Stored data:
* * * * *
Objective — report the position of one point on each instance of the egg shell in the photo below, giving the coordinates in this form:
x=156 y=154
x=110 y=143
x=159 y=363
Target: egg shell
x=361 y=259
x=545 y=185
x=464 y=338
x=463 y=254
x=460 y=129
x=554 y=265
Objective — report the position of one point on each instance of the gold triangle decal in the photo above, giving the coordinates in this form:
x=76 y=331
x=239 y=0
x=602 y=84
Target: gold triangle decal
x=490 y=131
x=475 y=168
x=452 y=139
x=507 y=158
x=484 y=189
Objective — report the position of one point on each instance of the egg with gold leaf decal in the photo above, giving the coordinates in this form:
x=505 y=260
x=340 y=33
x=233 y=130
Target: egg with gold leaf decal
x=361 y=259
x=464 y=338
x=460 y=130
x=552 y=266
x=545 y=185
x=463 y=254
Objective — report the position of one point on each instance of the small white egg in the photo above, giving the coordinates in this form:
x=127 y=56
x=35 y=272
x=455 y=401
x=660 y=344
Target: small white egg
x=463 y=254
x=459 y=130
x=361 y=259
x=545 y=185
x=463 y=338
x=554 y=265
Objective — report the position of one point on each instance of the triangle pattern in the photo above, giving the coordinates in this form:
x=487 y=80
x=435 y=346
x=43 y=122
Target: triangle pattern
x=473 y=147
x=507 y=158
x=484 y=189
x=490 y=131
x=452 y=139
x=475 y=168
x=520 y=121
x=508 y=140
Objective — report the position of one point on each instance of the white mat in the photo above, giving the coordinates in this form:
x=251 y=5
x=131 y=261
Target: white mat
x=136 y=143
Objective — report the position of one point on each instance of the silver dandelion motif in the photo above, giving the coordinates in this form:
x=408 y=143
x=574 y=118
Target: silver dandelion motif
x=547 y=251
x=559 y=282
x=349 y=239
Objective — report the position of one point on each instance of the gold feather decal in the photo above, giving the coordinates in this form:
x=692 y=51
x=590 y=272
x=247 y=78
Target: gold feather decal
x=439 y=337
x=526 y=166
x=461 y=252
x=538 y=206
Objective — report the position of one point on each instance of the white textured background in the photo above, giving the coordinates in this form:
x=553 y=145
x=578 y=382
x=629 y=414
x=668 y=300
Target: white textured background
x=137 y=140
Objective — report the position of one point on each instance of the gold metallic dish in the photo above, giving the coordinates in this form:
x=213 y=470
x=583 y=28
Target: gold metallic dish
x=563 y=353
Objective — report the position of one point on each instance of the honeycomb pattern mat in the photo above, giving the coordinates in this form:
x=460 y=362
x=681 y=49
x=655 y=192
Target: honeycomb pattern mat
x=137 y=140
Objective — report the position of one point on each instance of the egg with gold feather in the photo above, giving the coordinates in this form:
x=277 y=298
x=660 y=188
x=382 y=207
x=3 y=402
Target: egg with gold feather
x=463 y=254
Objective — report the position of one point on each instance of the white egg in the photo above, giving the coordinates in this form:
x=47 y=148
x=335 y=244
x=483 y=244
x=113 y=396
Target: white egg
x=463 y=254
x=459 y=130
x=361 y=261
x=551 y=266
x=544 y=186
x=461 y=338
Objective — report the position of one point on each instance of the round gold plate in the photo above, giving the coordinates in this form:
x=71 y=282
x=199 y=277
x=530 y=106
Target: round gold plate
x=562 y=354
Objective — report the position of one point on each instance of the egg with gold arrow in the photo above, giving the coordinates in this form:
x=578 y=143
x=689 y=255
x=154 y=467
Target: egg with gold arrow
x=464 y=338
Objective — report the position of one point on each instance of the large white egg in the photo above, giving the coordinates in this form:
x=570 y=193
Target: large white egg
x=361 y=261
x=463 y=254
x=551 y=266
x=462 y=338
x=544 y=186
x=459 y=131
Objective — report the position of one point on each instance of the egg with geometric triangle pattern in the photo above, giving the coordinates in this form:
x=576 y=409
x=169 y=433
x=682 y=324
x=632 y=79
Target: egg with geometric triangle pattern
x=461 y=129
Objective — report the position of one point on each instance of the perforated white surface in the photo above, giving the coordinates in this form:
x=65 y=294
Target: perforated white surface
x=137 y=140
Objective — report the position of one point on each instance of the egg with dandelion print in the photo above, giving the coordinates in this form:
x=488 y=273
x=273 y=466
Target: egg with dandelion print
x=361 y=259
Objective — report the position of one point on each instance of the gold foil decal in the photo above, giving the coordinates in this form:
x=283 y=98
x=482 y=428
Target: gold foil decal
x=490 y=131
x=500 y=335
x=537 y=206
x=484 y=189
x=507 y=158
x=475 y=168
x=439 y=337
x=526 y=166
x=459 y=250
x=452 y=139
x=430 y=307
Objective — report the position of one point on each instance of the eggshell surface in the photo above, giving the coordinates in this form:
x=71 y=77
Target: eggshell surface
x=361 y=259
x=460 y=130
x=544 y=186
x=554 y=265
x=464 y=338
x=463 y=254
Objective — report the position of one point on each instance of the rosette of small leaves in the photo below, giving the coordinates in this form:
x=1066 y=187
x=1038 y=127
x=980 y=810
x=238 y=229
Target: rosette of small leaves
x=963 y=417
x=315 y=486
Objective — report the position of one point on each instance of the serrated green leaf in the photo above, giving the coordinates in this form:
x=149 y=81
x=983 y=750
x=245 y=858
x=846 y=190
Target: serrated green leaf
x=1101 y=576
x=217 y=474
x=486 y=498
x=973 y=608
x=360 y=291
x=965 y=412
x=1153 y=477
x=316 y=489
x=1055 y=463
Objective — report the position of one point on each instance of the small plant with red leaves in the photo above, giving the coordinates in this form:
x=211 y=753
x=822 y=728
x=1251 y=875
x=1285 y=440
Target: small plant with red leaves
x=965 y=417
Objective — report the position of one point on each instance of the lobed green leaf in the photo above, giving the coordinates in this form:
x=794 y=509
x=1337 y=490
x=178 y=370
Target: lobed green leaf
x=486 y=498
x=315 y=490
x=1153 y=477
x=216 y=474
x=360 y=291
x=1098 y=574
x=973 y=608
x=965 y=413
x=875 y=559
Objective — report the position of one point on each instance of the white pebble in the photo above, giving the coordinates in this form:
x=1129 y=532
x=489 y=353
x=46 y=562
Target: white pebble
* * * * *
▶ **Given exercise**: Please arrange every line of the entries above as a numbered list, omitting any blank lines.

▶ **Exercise result**:
1. Objective — report the position of one point on each instance of the egg shell in the photo below, giving the coordinates in this form:
2. x=156 y=154
3. x=110 y=143
4. x=159 y=363
5. Target: egg shell
6. x=361 y=259
7. x=545 y=185
8. x=464 y=338
9. x=463 y=254
10. x=460 y=129
11. x=554 y=265
12. Objective — report the position of one point on each instance of the gold triangle decal in the photo above, giving the coordinates in this form:
13. x=76 y=331
14. x=239 y=0
15. x=602 y=84
16. Target: gold triangle decal
17. x=490 y=131
18. x=475 y=168
19. x=452 y=139
20. x=507 y=158
21. x=484 y=189
22. Objective — report the position of one point on each instance of the egg with gold leaf decal in the photo above, giving the coordinates in this form:
23. x=505 y=260
24. x=340 y=33
25. x=233 y=130
26. Target: egg with gold leaf decal
27. x=361 y=259
28. x=464 y=338
29. x=460 y=130
30. x=552 y=266
31. x=545 y=185
32. x=463 y=254
33. Objective — report the position of one point on each instance of the small white egg in the photo above, giving the coordinates in this form:
34. x=127 y=56
35. x=35 y=272
36. x=455 y=401
37. x=660 y=344
38. Target: small white egg
39. x=463 y=254
40. x=459 y=130
41. x=361 y=259
42. x=545 y=185
43. x=463 y=338
44. x=554 y=265
45. Objective — report the position of one point on each instance of the triangle pattern in the photo above, giving the coordinates in this form:
46. x=487 y=80
47. x=435 y=346
48. x=43 y=122
49. Target: triangle pattern
50. x=473 y=147
51. x=507 y=158
52. x=484 y=189
53. x=490 y=131
54. x=452 y=139
55. x=475 y=168
56. x=520 y=121
57. x=508 y=140
58. Objective — report the position of one point on each instance of the white mat in the photo above, giving the coordinates in this form:
59. x=251 y=5
60. x=131 y=261
61. Target: white mat
62. x=136 y=143
63. Objective — report the position of one point on each instance of the silver dandelion motif in the photo above, giving the coordinates in this form:
64. x=408 y=143
65. x=574 y=118
66. Target: silver dandelion motif
67. x=547 y=251
68. x=559 y=282
69. x=349 y=239
70. Objective — report the position of one point on each instance of the gold feather decal in the photo above, giving the coordinates in this form:
71. x=692 y=51
72. x=590 y=272
73. x=247 y=78
74. Target: gold feather decal
75. x=439 y=337
76. x=526 y=166
77. x=461 y=252
78. x=538 y=206
79. Objective — report the position of one point on each instance of the white textured background in the photo above, giving the coordinates in this form:
80. x=553 y=145
81. x=578 y=382
82. x=629 y=414
83. x=668 y=300
84. Target: white textured background
85. x=137 y=140
86. Objective — report the position of one point on each instance of the gold metallic dish in the photo above, giving the coordinates in this form:
87. x=213 y=470
88. x=583 y=28
89. Target: gold metallic dish
90. x=563 y=353
91. Objective — report the position of one point on each instance of the honeycomb pattern mat in the photo above, giving the coordinates in this form:
92. x=460 y=362
93. x=681 y=49
94. x=655 y=192
95. Target: honeycomb pattern mat
96. x=137 y=140
97. Objective — report the position of one point on each instance of the egg with gold feather in the photo above, giving the coordinates in this form:
98. x=277 y=298
99. x=660 y=188
100. x=382 y=207
101. x=3 y=402
102. Target: egg with gold feather
103. x=463 y=254
104. Objective — report the position of one point on each instance of the white egg in the photo above, giving the coordinates in this form:
105. x=47 y=148
106. x=335 y=244
107. x=483 y=244
108. x=113 y=396
109. Target: white egg
110. x=463 y=254
111. x=459 y=130
112. x=361 y=261
113. x=551 y=266
114. x=544 y=186
115. x=461 y=338
116. Objective — report the position of one point on each instance of the round gold plate in the photo above, giving the coordinates in this form:
117. x=71 y=282
118. x=199 y=277
119. x=530 y=106
120. Target: round gold plate
121. x=562 y=354
122. Objective — report the position of one point on each instance of the egg with gold arrow in the photo above, giving the coordinates in this form:
123. x=578 y=143
124. x=689 y=255
125. x=154 y=467
126. Target: egg with gold arrow
127. x=464 y=338
128. Objective — report the position of one point on each instance of the large white egg in the photo above, giving the coordinates in this form:
129. x=570 y=193
130. Target: large white egg
131. x=361 y=261
132. x=463 y=254
133. x=551 y=266
134. x=462 y=338
135. x=544 y=186
136. x=459 y=131
137. Objective — report the position of one point on each instance of the egg with geometric triangle pattern in the photo above, giving the coordinates in this form:
138. x=576 y=409
139. x=169 y=433
140. x=682 y=324
141. x=632 y=79
142. Target: egg with geometric triangle pattern
143. x=461 y=129
144. Objective — report the position of one point on each instance of the perforated white surface in the photo above, giving the coordinates in this form:
145. x=65 y=294
146. Target: perforated white surface
147. x=137 y=140
148. Objective — report the position of one point on each instance of the egg with dandelion print in the photo above, giving the coordinates in this form:
149. x=488 y=273
150. x=273 y=466
151. Target: egg with dandelion print
152. x=361 y=259
153. Objective — report the position of one point on each instance of the gold foil decal in the photo above, giving the coordinates in this form:
154. x=283 y=98
155. x=482 y=428
156. Target: gold foil decal
157. x=490 y=131
158. x=500 y=335
159. x=537 y=206
160. x=484 y=189
161. x=507 y=158
162. x=475 y=168
163. x=439 y=337
164. x=526 y=166
165. x=459 y=250
166. x=452 y=139
167. x=430 y=307
168. Objective — report the position of one point on each instance of the eggshell surface in the photo above, giving the coordinates in this form:
169. x=71 y=77
170. Target: eggshell surface
171. x=361 y=259
172. x=460 y=130
173. x=544 y=186
174. x=554 y=265
175. x=464 y=338
176. x=463 y=254
177. Objective — report the position of one point on each instance of the rosette of small leaves in the photo below, giving the coordinates in this form:
178. x=1066 y=187
179. x=1038 y=127
180. x=980 y=810
181. x=238 y=229
182. Target: rosette of small leaves
183. x=963 y=417
184. x=315 y=486
185. Objective — report the position of one point on each instance of the serrated green leaf in the photo above, giving the coordinates in this form:
186. x=149 y=81
187. x=983 y=750
188. x=245 y=858
189. x=846 y=190
190. Target: serrated green leaf
191. x=1101 y=576
192. x=217 y=474
193. x=486 y=498
194. x=973 y=608
195. x=360 y=291
196. x=965 y=412
197. x=1153 y=477
198. x=316 y=489
199. x=1055 y=463
200. Objective — report the position of one point on each instance of the small plant with red leaves in the photo above, giving the coordinates in this form:
201. x=211 y=753
202. x=822 y=728
203. x=1251 y=875
204. x=1285 y=440
205. Target: small plant with red leaves
206. x=965 y=417
207. Objective — report the position of one point on each instance of the lobed green leaf in the photo above, giving the coordinates in this form:
208. x=794 y=509
209. x=1337 y=490
210. x=178 y=370
211. Target: lobed green leaf
212. x=486 y=498
213. x=315 y=490
214. x=1153 y=477
215. x=216 y=474
216. x=360 y=291
217. x=1098 y=574
218. x=973 y=608
219. x=965 y=413
220. x=875 y=559
221. Objective — report the position of one point on each instance of the white pebble in the photo above, giving the coordinates in this form:
222. x=1129 y=532
223. x=489 y=353
224. x=46 y=562
225. Target: white pebble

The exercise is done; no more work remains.